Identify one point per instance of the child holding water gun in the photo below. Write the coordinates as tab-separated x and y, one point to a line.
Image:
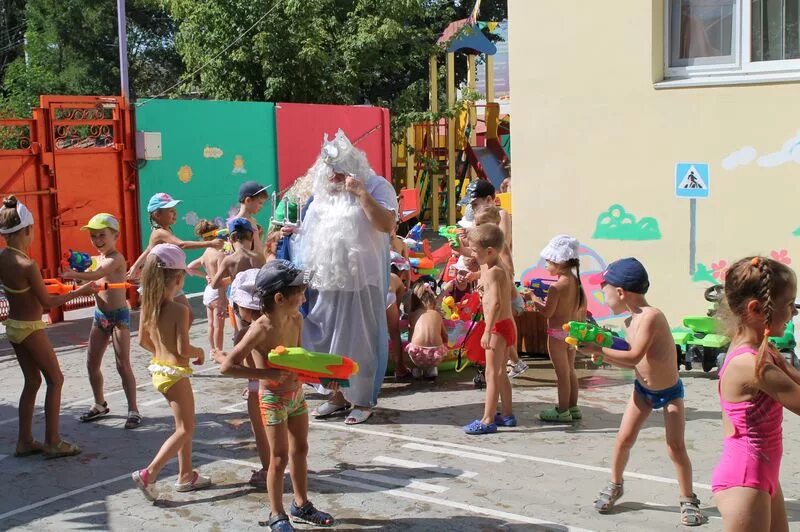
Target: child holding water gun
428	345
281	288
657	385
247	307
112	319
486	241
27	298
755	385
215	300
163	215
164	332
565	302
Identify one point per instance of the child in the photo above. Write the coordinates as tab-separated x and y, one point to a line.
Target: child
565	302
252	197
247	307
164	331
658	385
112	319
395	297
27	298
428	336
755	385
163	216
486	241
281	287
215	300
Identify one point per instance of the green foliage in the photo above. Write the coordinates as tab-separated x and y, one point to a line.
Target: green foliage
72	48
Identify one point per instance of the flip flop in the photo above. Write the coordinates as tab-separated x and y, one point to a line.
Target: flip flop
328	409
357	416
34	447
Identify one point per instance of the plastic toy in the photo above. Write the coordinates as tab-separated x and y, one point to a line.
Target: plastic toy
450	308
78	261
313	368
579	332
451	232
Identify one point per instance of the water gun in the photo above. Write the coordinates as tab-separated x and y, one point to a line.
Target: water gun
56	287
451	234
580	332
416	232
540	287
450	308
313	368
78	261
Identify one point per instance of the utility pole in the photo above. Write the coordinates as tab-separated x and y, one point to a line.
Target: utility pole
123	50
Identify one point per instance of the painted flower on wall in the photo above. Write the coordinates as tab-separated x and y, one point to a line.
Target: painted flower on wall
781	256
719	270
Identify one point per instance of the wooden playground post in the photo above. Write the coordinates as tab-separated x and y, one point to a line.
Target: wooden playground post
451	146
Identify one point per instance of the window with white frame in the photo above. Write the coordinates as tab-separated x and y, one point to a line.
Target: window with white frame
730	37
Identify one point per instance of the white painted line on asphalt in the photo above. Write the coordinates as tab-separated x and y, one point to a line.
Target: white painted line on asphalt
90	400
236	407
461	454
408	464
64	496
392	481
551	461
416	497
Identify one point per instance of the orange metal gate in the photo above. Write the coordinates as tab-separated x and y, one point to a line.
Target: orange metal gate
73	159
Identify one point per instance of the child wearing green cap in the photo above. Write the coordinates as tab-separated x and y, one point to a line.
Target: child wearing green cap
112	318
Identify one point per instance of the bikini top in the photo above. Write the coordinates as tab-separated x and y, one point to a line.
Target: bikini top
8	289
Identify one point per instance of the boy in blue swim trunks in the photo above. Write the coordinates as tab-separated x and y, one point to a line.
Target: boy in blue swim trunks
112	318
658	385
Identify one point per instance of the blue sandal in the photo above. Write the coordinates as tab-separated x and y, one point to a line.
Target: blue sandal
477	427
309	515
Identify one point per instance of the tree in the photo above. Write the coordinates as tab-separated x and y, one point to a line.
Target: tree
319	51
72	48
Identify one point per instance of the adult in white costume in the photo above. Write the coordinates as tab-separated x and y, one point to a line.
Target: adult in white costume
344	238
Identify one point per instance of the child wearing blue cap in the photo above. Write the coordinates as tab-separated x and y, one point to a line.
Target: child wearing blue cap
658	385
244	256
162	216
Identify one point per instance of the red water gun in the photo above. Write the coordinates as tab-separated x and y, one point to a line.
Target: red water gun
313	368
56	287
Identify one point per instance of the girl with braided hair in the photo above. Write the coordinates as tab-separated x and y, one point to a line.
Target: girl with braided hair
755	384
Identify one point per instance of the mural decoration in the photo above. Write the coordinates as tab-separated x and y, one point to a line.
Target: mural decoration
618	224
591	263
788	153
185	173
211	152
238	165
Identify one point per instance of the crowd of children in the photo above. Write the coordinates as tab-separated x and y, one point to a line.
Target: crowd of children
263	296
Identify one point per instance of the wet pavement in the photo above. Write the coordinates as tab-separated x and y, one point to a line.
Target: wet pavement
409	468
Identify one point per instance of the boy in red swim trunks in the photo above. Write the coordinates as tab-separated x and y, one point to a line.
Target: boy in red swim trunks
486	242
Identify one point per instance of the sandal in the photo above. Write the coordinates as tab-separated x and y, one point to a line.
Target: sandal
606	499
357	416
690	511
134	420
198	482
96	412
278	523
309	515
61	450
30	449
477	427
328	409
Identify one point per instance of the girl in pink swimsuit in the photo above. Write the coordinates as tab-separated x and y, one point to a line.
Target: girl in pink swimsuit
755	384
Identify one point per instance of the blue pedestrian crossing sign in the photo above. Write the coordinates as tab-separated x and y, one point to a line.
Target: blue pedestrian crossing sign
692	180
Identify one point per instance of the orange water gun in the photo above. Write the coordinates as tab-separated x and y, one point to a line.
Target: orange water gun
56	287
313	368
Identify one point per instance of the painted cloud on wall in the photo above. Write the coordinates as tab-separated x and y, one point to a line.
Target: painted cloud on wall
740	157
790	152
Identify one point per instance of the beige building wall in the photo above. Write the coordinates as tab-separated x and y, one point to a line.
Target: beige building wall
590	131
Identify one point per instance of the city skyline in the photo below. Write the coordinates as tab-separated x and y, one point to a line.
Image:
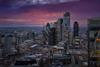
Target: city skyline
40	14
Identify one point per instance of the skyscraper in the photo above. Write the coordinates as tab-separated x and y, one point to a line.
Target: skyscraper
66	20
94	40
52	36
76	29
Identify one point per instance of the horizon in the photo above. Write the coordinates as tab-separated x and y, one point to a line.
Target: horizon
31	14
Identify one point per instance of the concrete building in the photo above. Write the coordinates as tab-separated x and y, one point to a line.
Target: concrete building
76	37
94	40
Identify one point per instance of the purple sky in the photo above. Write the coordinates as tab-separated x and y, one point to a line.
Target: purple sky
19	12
-------
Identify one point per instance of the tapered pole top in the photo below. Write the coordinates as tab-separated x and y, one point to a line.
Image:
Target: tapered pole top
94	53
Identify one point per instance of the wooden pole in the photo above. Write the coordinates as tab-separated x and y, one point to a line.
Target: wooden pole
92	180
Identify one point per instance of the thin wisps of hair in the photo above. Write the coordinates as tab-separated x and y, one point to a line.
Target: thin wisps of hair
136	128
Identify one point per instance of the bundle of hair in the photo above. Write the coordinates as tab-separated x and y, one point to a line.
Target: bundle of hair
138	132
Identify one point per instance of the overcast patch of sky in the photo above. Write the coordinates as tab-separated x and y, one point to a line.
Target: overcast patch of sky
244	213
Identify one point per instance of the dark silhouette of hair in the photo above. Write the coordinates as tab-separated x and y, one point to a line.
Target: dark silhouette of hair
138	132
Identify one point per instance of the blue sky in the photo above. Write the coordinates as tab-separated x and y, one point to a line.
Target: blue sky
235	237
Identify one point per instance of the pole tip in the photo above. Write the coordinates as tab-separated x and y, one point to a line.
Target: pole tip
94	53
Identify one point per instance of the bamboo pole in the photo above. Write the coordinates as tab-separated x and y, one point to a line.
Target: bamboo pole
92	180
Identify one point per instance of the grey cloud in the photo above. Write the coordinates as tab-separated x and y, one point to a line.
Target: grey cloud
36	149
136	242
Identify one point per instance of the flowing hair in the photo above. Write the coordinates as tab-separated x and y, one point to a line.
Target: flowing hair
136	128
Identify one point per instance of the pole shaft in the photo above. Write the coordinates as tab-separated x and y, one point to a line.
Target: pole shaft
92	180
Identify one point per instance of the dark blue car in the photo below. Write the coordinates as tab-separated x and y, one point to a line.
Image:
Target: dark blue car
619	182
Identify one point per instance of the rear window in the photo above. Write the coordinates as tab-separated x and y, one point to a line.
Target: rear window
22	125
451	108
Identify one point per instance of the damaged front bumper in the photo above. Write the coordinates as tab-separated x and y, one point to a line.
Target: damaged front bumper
-------
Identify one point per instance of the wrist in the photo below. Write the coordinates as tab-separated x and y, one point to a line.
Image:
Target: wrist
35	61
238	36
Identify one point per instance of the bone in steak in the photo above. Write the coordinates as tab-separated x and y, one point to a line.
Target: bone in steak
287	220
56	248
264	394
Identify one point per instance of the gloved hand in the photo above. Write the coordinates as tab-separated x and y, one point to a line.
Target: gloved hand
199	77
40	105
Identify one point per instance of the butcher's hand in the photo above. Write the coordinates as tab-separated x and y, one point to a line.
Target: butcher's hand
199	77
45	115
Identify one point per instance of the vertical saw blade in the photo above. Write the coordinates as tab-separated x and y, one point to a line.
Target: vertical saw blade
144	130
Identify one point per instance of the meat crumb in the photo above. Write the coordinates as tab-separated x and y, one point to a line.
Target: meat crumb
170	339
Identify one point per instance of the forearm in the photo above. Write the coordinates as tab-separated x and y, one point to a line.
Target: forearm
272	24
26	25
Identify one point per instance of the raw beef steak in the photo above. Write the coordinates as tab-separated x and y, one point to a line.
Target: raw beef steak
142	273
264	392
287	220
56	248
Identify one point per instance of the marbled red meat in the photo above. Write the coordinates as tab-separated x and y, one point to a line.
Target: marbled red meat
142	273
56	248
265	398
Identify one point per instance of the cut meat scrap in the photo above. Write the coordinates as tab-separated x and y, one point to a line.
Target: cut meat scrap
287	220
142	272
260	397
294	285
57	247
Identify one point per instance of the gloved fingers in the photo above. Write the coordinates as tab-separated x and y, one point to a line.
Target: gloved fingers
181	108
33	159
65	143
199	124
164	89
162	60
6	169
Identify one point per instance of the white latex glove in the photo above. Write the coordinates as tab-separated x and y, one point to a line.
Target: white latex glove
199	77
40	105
-------
Work to complete:
Within the data above, the span starting at the line containing "Target: red water gun" and ending at the line containing "Identify one point per instance of the crowd" is to be retyped exactly, with no other lines.

Answer space:
Target: red water gun
313	368
56	287
Identify one point per instance of the girl with braided hair in the photo above. Write the coordinates as tab-separated x and y, one point to a line.
Target: girl with braided hair
755	384
Identify one point per instance of the mural decoration in the photo above. Write the coordinates as tab-separated x and y, one point to a line.
Target: mural decoration
618	224
591	263
788	153
185	173
211	152
238	165
Identify one point per instance of the crowd of children in the photo above. Write the coordinates as tab-separated x and y, one point to a line.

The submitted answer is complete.